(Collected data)
---

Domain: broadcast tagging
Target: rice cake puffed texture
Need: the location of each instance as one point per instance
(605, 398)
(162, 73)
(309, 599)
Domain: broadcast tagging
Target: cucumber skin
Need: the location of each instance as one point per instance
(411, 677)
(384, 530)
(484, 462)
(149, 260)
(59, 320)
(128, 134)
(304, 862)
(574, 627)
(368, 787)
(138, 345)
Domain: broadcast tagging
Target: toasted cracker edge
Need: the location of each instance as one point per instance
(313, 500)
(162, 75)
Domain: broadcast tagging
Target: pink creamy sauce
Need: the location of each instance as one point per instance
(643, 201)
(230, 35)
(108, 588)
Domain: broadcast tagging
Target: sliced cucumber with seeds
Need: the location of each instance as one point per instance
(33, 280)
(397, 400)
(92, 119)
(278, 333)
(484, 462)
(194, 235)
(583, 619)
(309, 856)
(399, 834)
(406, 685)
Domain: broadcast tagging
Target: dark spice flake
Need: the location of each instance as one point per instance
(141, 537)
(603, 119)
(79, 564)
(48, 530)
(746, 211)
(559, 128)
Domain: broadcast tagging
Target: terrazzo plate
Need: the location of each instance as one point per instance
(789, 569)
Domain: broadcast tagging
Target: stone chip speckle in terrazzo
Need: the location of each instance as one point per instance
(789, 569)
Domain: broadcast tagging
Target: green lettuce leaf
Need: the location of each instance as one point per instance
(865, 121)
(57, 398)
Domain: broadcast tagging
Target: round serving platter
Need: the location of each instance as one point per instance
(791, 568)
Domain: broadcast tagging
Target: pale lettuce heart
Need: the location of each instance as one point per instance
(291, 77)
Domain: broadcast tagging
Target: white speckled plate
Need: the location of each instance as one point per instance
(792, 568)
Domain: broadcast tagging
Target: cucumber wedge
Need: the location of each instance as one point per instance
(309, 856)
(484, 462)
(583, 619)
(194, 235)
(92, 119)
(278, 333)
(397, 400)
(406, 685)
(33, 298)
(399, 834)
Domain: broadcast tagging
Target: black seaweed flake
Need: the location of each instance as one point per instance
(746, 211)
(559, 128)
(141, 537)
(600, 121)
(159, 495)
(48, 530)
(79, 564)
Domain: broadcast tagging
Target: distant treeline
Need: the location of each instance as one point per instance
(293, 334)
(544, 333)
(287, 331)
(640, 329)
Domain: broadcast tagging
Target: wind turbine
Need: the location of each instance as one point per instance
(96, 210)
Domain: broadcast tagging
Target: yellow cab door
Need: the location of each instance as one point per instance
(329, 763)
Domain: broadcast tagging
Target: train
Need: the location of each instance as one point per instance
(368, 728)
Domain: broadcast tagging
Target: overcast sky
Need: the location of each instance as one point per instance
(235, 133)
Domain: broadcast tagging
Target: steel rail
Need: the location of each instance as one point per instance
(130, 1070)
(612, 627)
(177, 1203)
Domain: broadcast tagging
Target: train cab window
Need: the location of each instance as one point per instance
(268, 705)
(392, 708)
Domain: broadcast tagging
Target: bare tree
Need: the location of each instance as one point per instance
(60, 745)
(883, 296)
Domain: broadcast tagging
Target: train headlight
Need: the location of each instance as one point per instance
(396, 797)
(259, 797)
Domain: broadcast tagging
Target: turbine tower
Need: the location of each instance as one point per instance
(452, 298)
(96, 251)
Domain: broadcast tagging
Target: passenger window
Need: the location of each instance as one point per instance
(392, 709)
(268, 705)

---

• Brief: Write out exactly each line of the entries, starting at the one containing "Target: passenger window" and finishing with the last line.

• Task response:
Target: passenger window
Need: the location of each instance as one point per instance
(392, 709)
(268, 705)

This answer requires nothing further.